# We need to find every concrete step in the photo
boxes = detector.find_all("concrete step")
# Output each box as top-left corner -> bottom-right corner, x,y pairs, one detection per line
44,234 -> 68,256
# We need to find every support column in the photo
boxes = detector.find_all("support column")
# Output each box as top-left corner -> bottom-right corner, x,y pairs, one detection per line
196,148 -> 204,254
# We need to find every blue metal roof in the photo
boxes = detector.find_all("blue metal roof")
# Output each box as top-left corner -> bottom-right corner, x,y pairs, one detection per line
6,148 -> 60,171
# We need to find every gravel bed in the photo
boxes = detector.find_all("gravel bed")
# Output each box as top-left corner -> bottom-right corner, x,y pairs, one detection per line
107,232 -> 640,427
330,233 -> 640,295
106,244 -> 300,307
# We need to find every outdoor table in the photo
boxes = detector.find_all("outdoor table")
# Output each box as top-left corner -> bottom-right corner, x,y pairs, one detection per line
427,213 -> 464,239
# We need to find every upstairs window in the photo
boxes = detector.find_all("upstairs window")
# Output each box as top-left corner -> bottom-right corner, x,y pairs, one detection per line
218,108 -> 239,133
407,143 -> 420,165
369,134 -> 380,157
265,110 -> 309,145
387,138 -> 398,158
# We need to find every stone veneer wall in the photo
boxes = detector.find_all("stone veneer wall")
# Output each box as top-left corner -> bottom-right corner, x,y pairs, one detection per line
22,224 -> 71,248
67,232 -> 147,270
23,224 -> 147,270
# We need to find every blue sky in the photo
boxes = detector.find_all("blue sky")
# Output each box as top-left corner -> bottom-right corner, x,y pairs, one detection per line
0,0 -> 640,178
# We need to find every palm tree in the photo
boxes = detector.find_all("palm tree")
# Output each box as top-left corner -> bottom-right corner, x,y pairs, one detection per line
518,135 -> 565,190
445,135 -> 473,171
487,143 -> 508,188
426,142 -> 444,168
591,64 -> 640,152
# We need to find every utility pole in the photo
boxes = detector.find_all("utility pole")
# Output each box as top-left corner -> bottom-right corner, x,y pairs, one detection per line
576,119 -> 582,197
* * * * *
Exercise =
Update the records above so that each "top-left corner" reads "upper-left corner", and keep everything else unchanged.

Worked answer =
# We need to find every concrete step in the photo
boxes = detector.find_all("concrete step")
# Output each box as upper-left corner -> bottom-right corner, x,y pairs, one detection per line
44,234 -> 68,256
# We need to find every support column in the photo
boxes = detector.find_all("support column")
# Output each box as upper-left corner -> bottom-right corner, x,y pairs, one detection per line
196,148 -> 204,254
# We need to find every blue metal roof in the photo
boxes = detector.find_all("blue metal roof")
# Output each box as upper-left corner -> bottom-right corner, x,y pairs, one detection per line
6,148 -> 60,171
# We need to find every gravel bed in the photo
boxes = detector.find_all("gravel bed")
# Output each box as upper-left corner -> bottom-right corner, x,y pairs, one detection per line
107,232 -> 640,427
330,233 -> 640,295
106,244 -> 300,307
# We need to find every outdoor table in the photo
boxes = detector.find_all("outdoor table")
# Output each box as upper-left corner -> bottom-right corner, x,y pairs, one detection per line
427,213 -> 464,239
# We need to find every upstairs window in the photo
boxes = detector.find_all("upstairs window")
# Output each box as upper-left corner -> bottom-right corner, x,y pairs, one detection per line
218,108 -> 239,133
407,143 -> 420,165
369,134 -> 380,157
265,110 -> 309,145
387,138 -> 398,158
# We need to find every stone veneer wall in the photo
boxes = detector.find_all("stone veneer wall")
# Output each box as upper-left corner -> bottom-right corner, x,y pairs, one detection per line
22,224 -> 71,248
67,232 -> 147,270
23,224 -> 147,270
# We need to find every blue sky in the photo
boxes = detector.find_all("blue sky")
# Output each box as upper-left corner -> bottom-right corner, x,y pairs, one detection per line
0,0 -> 640,178
# We need to find every palm tree in the photo
boxes = detector.find_all("palm tree")
# Output each box as upper-left corner -> bottom-right corner, x,y pairs, one detection per line
518,135 -> 565,190
445,135 -> 473,171
487,143 -> 508,188
426,142 -> 444,168
591,64 -> 640,152
# We need to find every utility pole in the photo
boxes = detector.find_all("utility pole")
# Output each box as upper-left corner -> bottom-right corner, x,y pairs, one detection per line
576,119 -> 582,197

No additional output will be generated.